Tarefa ::
Prolongue a conversa abaixo entre a aluna e o Monge Genshô sobre rezar por uma amiga que morreu, começando logo depois da frase final sobre a obra de Nagarjuna.

Texto fornecido ::
Aluna: Eu gostaria de entender... É que uma amiga minha de
adolescência, ela foi assassinada de um jeito que ninguém entendeu ainda
direito, mas é... Se eu posso fazer alguma coisa por ela, do jeito que eu
aprendi a rezar; dentro do budismo não é por aí, mas eu fico pensando: “não
posso fazer nada por ela”, mas também fico querendo entender o que eu posso
fazer por mim, porque está difícil de deglutir…
Monge Genshô: Na realidade, rezar não está fora das práticas
budistas. O sutra chamado Daihi Shin Darani - Mantra da Grande Mente de Compaixão -, é um longo mantra que se usa exatamente para isso, e
depois de recitá-lo dedica-se a alguém que morreu, desejando que haja uma boa continuidade no Budha-Dharma. Para quem faz bem isso?
Para nós.
Aluna: E isso sempre é carma, mesmo quando é desse jeito?
Monge Genshô: Tudo o que acontece é, de certa maneira, carma, mas não
é necessariamente ruim: pode ser uma grande oportunidade. Nagarjuna foi um grande mestre hindu, e durante a sua juventude
ele teve uma vida desregrada, era um “conquistador”, foi perseguido, e depois
de tudo isso ele se tornou monge. Ele era inteligentíssimo e é considerado hoje
um segundo Buda, um filósofo, porque ele que codificou a filosofia do Caminho
do Meio, Madhyamika. Ele fez uma obra, em forma de poesia, que era como se fazia
naquele tempo, que repercutiu em todo o budismo.

Listagem ::
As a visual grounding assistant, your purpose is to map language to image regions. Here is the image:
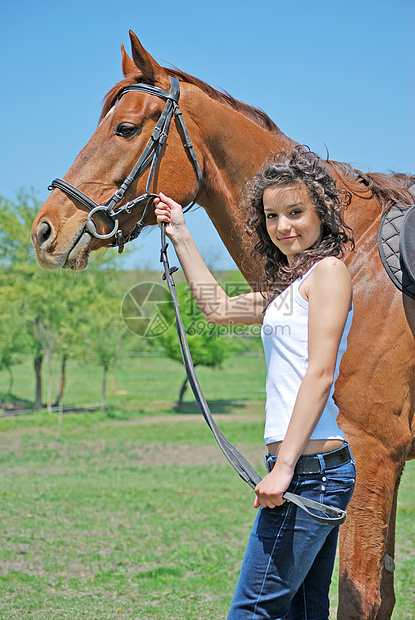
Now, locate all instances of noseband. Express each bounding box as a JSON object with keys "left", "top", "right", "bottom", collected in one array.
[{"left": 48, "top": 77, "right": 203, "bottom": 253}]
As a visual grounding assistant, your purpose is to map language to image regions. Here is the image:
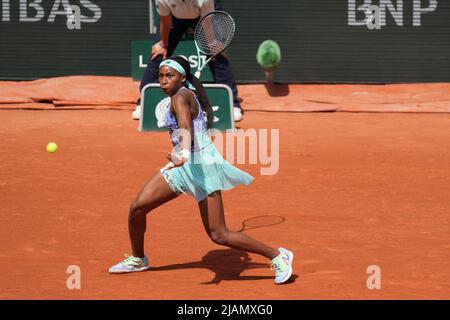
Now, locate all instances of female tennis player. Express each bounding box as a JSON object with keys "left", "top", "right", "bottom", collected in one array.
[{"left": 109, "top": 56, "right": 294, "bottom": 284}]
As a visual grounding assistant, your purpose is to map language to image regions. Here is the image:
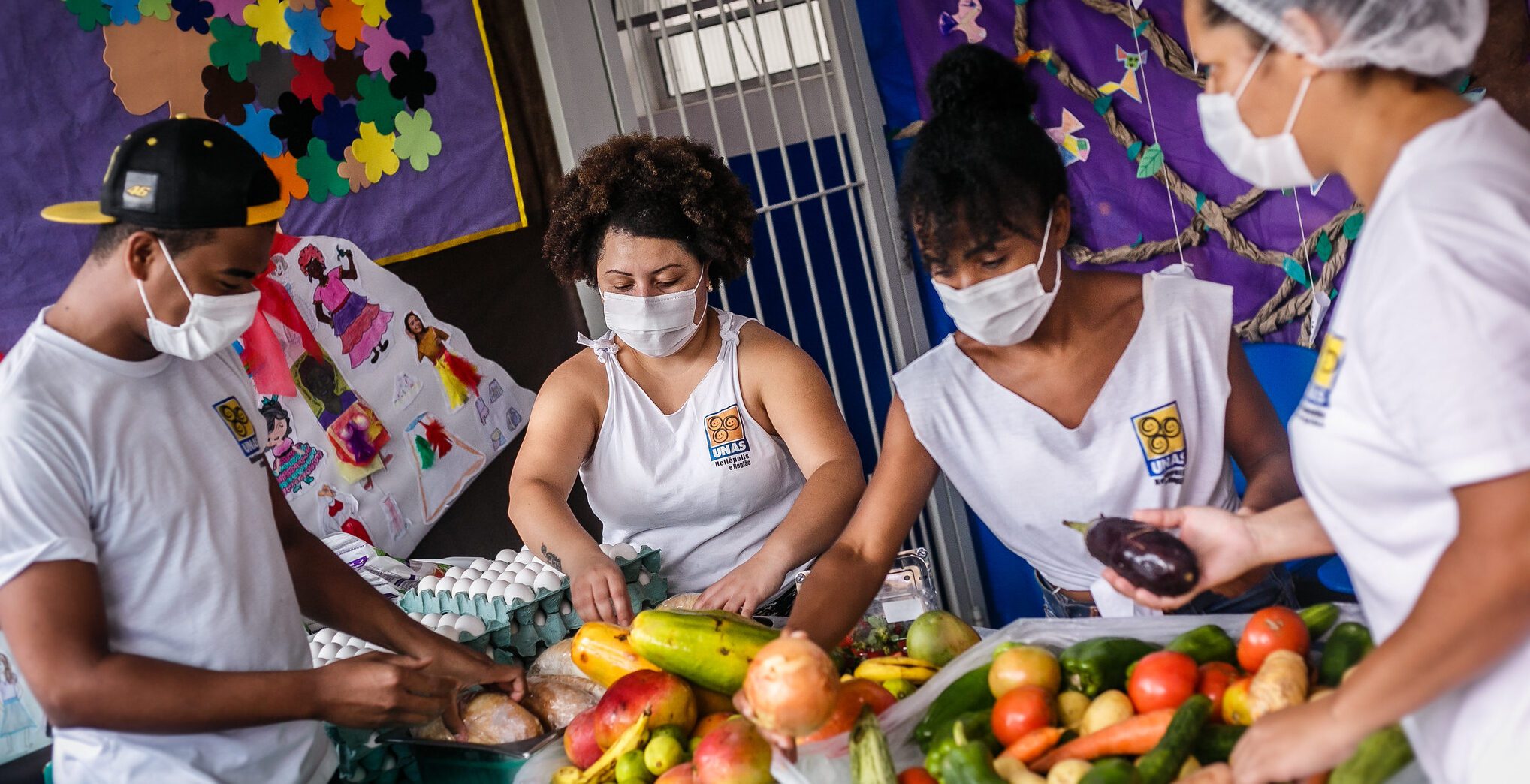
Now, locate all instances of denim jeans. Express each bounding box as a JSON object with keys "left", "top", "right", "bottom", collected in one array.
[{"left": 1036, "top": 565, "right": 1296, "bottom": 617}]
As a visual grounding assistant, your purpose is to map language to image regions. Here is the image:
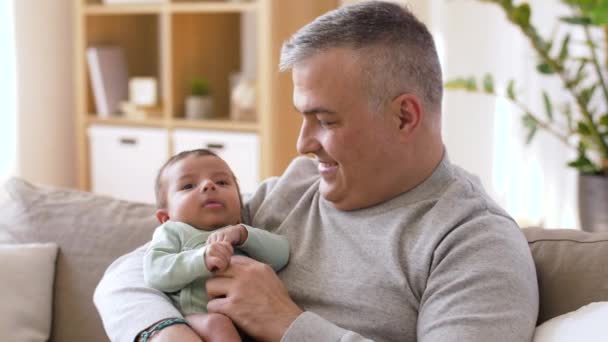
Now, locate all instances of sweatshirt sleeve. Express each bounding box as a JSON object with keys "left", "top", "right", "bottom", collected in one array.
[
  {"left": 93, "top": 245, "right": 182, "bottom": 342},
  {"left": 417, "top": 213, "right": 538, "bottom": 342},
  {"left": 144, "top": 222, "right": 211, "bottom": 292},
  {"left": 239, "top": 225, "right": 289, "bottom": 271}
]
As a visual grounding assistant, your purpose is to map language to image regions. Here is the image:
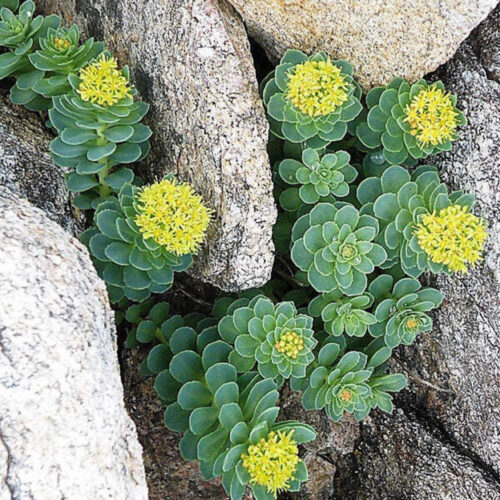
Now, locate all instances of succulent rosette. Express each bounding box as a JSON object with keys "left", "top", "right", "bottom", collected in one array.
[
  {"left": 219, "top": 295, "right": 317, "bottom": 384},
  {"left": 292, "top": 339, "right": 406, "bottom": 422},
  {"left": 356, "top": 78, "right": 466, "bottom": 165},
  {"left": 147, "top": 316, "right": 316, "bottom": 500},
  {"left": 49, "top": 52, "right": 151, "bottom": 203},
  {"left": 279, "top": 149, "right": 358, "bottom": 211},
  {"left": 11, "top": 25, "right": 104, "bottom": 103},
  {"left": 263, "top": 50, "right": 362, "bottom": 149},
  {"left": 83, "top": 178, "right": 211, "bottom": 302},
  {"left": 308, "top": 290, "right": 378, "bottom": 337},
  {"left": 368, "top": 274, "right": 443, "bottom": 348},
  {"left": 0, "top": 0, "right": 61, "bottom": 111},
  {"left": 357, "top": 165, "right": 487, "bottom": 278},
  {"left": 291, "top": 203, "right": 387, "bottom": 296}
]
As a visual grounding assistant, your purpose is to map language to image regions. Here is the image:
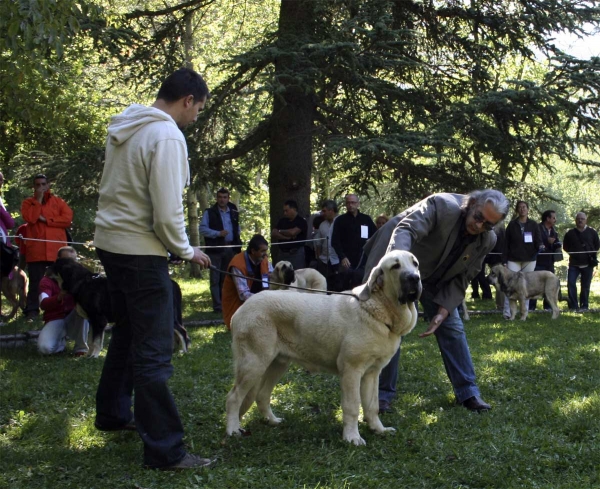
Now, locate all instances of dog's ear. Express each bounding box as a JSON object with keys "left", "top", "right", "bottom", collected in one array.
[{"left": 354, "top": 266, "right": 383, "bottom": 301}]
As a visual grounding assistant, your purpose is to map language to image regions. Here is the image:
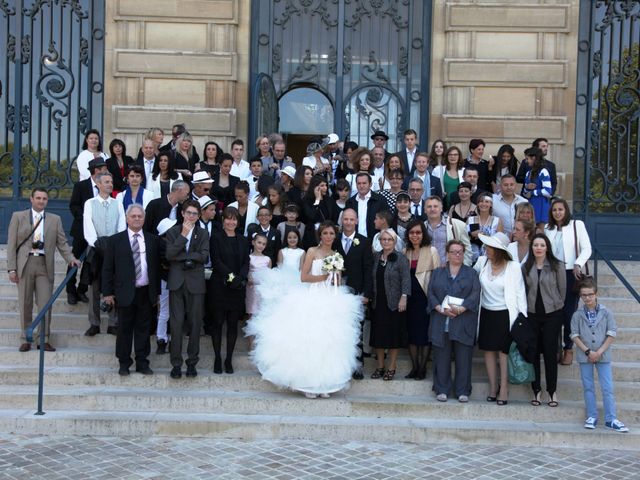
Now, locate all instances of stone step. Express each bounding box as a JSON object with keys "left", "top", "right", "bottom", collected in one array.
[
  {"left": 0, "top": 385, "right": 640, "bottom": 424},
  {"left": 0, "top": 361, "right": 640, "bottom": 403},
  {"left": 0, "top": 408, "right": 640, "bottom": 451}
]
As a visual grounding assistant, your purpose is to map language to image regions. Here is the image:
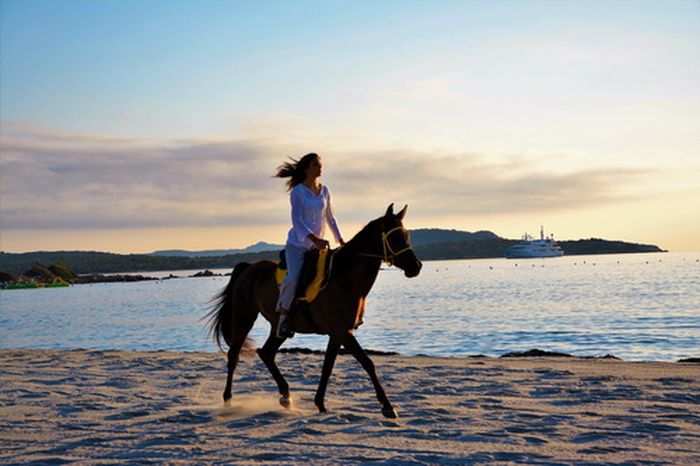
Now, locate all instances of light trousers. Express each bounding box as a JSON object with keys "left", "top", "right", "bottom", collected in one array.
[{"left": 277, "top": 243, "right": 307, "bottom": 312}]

Resposta ::
Nagarjuna morreu assassinado, esfaquearam-no, e os discípulos acharam-no sangrando, morrendo, e perguntaram: “quem
que fez isso?”. Ele disse: “fui eu mesmo”. Os discípulos replicaram: “Nós sabemos que o senhor não fez
isso!”. E ele, então, disse: “Não, esse é meu carma. Em algum momento da minha vida ou das minhas
vidas passadas eu fiz coisas que ocasionaram esse retorno cármico agora. Então
vem alguém me esfaquear e me mata. Mas, se eu disser quem foi, vocês o odiarão e
o perseguirão, e essa história não terá fim. Então, guardem isso - fui eu mesmo.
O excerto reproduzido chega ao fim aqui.